[START PROVIDED ENTRIES]

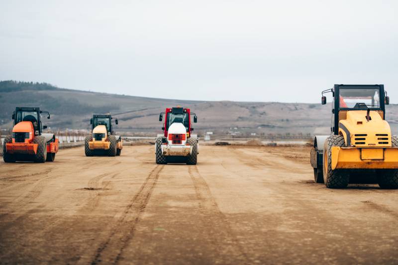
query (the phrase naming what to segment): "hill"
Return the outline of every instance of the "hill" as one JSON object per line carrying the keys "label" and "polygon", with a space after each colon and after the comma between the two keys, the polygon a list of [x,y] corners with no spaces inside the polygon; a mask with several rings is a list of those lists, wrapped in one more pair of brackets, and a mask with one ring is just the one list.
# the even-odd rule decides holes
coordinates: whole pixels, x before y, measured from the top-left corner
{"label": "hill", "polygon": [[[131,91],[133,93],[133,91]],[[117,130],[155,134],[162,127],[159,114],[167,107],[190,107],[198,116],[197,132],[211,131],[243,134],[328,133],[331,107],[307,103],[194,101],[134,97],[60,88],[45,83],[0,82],[0,127],[12,127],[16,106],[39,106],[52,114],[53,129],[86,129],[94,113],[110,113],[119,119]],[[398,105],[388,106],[387,118],[398,132]]]}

[END PROVIDED ENTRIES]

**REQUIREMENT:**
Please copy out all of the data above line for line and character for character, leaving out the pictures.

**SOLUTION TO THE EXERCISE:**
query (the phrase naming what to segment): "hill"
Return the outline of every instance of the "hill" as one JSON object per line carrying the keys "label" and "polygon", with a space after each colon and after the comma between the two keys, the polygon a list of [x,y] corners with no spaces inside the polygon; a mask with several rings is a list of those lists, wrapped in one more pair of brackets, and a mask with one ring is just the one list.
# the even-odd rule decides holes
coordinates: whole pixels, x before y, measured from the top-left corner
{"label": "hill", "polygon": [[[131,91],[133,93],[133,91]],[[117,130],[155,134],[162,127],[159,114],[167,107],[190,107],[198,116],[197,132],[211,131],[243,134],[328,133],[331,107],[307,103],[194,101],[134,97],[60,88],[45,83],[0,82],[0,127],[12,127],[16,106],[39,106],[52,114],[53,129],[86,129],[94,113],[110,113],[119,119]],[[398,105],[388,106],[387,118],[398,132]]]}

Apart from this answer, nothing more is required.